We might note in discussing this metaphor that, insofar as we know, published depictions of MIT do not spell out our assumption that performers have an upper limit on how hard they can try. However, the assumption comports with MIT reasoning regarding the impossibility of success and has intuitive appeal. Further, it has been implicit in elaboration regarding the role ability should play in determining effort intensity. In context of the financial investment metaphor, the finite effort performers have available is analogous to finite cash travelers might have in their wallet or purse. For travelers, purchase will be impossible if the value of available cash is insufficient to meet a given price. For performers, success will be impossible if the performance product of maximum effort is insufficient to meet a given performance demand.

5 Fatigue as an Ability Factor

Before returning to behavioral restraint , we might note further that a number of recent experiments have examined effort correlates of fatigue construing fatigue as one factor that can determine performance ability (see Wright and Stewart 2012, for a review). In combination with the ability reasoning discussed above, this construal intimates that fatigue should not have a single effort influence, but rather a multifaceted one—sometimes augmenting effort, sometimes retarding it, and sometimes having no effect on it. Broadly, fatigue should combine interactively with difficulty and success importance to determine the extent to which performers apply themselves in meeting a performance challenge. Interactional relations among effort, difficulty, success importance, and fatigue can be seen in Fig. 19.1b, replacing the label “ability low” with “fatigue high” and the label “ability high” with “fatigue low.” The recent fatigue experiments have conceived of fatigue in terms of resource depletion within a performance system and are strongly relevant to an influential limited resource analysis of self-regulatory control developed by Baumeister et al. (2007; Lopez et al., this volume; Muraven and Baumeister 2000; Vohs et al. 2008). The limited resource analysis has a similar fatigue conception and is discussed in more detail below.

> [Work to complete] In the passage on effort and fatigue, why should fatigue have a multifaceted influence on effort rather than a single one? Explain in one to three sentences.

[Entries from a dataset]

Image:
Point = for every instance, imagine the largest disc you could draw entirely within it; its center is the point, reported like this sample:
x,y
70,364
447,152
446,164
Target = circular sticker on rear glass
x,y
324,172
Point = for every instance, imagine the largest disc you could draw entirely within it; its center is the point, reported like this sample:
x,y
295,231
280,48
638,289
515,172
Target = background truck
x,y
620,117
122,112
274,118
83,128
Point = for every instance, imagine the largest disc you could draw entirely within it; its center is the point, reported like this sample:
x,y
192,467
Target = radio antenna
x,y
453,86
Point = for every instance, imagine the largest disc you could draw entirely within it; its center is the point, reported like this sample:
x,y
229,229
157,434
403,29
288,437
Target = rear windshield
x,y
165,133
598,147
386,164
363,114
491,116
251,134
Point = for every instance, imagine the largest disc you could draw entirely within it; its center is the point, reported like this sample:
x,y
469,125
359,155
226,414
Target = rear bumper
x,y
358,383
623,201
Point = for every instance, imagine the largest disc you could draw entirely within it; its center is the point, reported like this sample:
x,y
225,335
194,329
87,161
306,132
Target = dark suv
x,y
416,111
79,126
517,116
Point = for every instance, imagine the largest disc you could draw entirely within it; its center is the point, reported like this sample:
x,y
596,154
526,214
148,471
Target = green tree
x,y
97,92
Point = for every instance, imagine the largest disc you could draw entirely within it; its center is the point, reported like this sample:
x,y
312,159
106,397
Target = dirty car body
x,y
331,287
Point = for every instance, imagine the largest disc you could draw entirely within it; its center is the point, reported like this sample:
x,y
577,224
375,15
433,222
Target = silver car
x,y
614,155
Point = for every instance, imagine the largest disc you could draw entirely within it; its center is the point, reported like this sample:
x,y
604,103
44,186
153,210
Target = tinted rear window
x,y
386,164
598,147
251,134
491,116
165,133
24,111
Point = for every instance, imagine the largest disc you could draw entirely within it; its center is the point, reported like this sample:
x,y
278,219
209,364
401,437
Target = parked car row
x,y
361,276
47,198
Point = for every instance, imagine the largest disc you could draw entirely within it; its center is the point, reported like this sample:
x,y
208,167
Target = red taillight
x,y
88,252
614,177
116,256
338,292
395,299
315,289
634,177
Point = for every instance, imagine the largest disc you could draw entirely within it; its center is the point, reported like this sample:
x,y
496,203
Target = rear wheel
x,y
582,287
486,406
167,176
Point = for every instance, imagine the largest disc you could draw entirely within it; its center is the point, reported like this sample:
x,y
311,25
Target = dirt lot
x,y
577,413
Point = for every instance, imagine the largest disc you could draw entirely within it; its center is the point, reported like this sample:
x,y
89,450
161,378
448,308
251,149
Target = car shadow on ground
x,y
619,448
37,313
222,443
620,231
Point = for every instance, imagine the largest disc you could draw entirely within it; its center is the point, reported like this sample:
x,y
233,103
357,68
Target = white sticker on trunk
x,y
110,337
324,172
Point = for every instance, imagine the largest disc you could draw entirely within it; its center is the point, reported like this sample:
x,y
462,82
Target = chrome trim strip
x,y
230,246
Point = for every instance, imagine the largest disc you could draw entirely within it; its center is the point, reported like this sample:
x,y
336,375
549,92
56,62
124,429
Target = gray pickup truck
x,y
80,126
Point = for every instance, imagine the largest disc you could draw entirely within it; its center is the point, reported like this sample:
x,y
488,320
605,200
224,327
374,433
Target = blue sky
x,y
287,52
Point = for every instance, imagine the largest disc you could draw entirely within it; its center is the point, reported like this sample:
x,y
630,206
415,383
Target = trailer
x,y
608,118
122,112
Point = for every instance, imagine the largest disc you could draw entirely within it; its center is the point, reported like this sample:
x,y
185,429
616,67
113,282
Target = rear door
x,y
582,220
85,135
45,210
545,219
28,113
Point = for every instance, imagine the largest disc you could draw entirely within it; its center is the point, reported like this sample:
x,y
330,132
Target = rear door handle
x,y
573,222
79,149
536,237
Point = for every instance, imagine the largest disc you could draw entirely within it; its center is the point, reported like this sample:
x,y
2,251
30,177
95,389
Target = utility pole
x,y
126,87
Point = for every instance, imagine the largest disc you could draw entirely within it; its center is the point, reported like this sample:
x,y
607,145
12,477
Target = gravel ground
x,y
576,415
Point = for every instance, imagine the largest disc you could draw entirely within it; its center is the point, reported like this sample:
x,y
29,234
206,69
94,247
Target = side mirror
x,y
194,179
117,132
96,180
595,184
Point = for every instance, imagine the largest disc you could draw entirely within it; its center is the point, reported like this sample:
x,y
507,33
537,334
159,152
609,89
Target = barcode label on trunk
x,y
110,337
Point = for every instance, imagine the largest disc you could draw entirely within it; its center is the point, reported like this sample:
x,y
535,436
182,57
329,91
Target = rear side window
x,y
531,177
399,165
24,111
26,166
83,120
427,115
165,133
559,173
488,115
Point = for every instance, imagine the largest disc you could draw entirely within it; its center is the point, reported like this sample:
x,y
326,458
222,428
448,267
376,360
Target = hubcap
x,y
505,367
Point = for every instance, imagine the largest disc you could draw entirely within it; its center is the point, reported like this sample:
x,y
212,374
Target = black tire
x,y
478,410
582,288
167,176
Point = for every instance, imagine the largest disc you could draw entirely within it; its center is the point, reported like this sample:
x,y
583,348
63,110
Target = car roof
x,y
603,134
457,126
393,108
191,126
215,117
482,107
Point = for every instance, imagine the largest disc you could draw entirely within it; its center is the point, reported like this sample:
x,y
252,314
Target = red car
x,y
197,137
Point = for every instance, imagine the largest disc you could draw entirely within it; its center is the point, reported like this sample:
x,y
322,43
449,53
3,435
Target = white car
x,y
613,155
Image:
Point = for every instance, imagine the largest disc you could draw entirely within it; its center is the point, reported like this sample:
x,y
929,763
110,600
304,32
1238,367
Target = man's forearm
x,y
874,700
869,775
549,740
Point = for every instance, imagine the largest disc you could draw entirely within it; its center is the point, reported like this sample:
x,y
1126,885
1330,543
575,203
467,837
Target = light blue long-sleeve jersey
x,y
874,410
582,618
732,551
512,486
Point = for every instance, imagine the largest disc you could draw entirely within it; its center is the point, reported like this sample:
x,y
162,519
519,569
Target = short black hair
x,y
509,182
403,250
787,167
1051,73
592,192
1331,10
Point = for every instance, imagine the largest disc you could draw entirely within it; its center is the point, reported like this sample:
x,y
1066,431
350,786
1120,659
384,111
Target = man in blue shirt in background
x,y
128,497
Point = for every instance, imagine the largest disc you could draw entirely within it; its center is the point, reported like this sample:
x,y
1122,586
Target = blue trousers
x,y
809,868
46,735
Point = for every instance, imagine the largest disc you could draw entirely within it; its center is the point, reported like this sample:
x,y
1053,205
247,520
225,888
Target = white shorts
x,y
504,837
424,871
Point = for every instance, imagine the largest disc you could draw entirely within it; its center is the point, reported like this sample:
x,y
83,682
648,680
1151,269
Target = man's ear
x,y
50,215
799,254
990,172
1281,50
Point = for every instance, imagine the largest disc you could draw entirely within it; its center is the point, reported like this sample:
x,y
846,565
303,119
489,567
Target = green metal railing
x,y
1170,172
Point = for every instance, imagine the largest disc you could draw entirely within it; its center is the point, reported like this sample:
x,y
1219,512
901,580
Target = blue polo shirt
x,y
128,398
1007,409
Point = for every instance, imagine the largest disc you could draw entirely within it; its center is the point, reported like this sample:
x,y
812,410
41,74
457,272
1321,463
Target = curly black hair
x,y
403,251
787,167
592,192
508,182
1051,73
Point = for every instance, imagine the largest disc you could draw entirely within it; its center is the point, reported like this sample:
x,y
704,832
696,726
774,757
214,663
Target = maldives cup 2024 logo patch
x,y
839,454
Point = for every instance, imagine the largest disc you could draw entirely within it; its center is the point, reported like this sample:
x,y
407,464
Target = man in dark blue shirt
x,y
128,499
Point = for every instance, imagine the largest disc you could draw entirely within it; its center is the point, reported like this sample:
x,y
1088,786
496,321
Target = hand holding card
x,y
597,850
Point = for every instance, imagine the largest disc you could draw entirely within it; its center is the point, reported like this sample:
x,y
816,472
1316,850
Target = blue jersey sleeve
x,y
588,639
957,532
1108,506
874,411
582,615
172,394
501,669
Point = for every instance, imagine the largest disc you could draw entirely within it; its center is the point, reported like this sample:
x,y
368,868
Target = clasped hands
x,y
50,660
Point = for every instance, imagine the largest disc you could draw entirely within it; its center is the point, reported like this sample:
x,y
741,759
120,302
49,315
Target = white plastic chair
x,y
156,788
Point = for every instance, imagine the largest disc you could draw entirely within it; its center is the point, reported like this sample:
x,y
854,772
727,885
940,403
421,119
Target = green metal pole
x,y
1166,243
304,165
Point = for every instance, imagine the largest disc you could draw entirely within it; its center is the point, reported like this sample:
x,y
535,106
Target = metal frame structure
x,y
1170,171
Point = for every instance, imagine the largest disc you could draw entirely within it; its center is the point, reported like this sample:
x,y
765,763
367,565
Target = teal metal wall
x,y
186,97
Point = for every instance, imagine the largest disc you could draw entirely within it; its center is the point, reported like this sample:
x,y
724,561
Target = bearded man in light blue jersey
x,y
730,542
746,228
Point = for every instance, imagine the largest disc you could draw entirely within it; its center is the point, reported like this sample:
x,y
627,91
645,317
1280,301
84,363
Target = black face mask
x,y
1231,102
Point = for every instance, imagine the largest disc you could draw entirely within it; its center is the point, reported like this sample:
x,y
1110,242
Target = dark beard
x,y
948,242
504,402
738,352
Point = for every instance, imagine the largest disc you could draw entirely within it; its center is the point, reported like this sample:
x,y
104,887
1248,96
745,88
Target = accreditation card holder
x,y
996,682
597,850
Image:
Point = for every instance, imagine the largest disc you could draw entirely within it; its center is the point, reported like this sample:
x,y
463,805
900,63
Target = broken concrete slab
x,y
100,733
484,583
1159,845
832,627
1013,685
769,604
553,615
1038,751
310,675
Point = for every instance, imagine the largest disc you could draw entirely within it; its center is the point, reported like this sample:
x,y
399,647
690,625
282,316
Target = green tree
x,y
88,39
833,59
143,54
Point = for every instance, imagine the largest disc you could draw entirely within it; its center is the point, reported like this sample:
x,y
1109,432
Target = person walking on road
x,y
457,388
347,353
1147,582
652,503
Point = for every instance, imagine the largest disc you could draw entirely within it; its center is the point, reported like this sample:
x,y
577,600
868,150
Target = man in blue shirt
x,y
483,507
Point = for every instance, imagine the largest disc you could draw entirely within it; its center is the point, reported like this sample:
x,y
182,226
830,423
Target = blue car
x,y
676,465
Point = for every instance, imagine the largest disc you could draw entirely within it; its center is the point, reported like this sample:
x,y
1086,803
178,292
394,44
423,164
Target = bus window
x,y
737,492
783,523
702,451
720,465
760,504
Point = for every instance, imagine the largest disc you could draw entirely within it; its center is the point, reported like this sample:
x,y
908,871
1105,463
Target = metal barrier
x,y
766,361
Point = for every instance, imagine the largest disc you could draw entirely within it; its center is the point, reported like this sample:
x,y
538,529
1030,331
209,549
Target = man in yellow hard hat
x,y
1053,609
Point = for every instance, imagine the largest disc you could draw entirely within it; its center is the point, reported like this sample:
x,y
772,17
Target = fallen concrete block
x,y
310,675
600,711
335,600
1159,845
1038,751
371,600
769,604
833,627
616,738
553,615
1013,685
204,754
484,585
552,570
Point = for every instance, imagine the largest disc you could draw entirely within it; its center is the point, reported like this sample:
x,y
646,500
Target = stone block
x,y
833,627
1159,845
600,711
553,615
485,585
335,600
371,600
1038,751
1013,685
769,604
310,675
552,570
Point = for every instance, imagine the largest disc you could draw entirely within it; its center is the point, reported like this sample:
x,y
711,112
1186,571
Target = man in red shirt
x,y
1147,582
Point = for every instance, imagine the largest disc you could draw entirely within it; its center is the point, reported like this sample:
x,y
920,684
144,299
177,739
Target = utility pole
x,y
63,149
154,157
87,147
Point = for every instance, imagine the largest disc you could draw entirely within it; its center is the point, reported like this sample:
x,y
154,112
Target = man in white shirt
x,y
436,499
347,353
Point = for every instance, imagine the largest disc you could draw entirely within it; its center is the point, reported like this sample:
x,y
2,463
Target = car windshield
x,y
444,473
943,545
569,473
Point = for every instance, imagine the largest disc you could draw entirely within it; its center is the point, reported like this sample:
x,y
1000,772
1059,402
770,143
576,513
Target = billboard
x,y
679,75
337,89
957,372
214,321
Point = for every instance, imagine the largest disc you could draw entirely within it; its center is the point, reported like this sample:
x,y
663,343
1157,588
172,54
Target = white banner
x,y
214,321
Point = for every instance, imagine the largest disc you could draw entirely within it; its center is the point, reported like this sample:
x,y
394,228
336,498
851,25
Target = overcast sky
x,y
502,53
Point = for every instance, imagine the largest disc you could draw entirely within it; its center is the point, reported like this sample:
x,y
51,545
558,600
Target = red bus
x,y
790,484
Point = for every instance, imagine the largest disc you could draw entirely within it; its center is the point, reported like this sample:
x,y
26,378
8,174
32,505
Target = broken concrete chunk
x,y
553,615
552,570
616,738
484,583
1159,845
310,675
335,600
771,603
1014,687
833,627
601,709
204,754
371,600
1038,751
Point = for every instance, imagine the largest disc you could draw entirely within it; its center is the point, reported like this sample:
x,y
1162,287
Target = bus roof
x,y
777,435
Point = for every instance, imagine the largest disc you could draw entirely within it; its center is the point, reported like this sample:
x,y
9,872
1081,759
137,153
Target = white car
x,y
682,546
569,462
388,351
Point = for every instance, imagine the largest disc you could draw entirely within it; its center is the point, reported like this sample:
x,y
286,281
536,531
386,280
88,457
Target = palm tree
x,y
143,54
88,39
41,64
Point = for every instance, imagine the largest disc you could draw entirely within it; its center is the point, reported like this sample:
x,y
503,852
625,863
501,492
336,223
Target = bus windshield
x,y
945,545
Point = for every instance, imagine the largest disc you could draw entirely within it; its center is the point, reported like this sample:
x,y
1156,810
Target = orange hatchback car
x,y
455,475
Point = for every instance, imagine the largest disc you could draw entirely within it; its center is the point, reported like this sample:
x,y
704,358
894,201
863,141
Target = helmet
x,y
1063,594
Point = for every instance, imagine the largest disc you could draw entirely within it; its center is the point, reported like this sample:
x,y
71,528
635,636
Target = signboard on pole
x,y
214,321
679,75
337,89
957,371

> [Completed exercise] Recent experiments treat fatigue as one factor that can determine performance ability. Combined with the ability reasoning discussed earlier, this implies that fatigue should sometimes increase effort, sometimes reduce it, and sometimes have no effect. It should act together with difficulty and the importance of success to determine how much performers apply themselves.